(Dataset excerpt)
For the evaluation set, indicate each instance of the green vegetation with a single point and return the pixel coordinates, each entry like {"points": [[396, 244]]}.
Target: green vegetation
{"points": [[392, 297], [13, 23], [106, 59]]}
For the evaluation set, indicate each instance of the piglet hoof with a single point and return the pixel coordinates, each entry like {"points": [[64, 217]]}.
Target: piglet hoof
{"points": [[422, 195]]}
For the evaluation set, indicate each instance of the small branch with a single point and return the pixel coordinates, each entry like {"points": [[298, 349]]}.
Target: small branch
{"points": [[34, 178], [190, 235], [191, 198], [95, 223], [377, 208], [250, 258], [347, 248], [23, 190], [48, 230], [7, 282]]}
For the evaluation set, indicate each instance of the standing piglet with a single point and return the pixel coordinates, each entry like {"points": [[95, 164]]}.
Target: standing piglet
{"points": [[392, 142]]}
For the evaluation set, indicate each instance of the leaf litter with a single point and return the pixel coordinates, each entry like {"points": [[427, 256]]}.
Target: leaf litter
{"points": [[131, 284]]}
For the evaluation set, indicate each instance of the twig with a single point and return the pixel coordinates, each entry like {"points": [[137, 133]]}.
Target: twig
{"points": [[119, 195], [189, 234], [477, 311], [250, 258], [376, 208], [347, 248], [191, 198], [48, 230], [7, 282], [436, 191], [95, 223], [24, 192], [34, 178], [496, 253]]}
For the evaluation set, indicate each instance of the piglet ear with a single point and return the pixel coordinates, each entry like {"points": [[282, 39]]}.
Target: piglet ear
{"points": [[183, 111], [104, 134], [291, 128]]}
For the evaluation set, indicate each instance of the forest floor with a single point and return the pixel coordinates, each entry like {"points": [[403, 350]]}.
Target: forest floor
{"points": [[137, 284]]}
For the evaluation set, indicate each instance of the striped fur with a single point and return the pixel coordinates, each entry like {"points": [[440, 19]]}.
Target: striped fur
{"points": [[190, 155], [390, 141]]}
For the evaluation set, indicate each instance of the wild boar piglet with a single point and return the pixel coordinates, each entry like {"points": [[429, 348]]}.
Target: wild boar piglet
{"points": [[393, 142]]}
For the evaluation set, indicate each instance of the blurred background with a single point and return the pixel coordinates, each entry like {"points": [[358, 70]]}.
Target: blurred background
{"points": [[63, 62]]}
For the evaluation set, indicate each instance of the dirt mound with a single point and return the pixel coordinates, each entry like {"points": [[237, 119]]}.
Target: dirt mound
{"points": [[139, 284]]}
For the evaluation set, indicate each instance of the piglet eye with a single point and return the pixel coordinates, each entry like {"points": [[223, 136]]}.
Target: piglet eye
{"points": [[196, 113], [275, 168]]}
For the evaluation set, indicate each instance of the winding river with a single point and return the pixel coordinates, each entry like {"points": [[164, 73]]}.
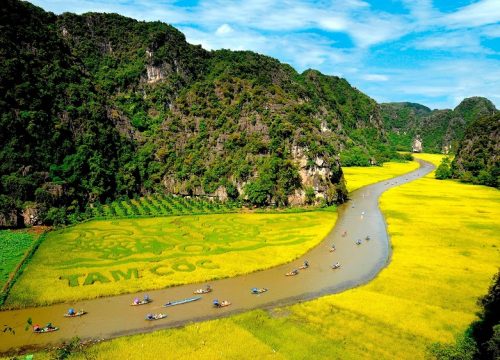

What you have to do
How many lines of the material above contain the word "floor"? Reply with the number alone.

Response
2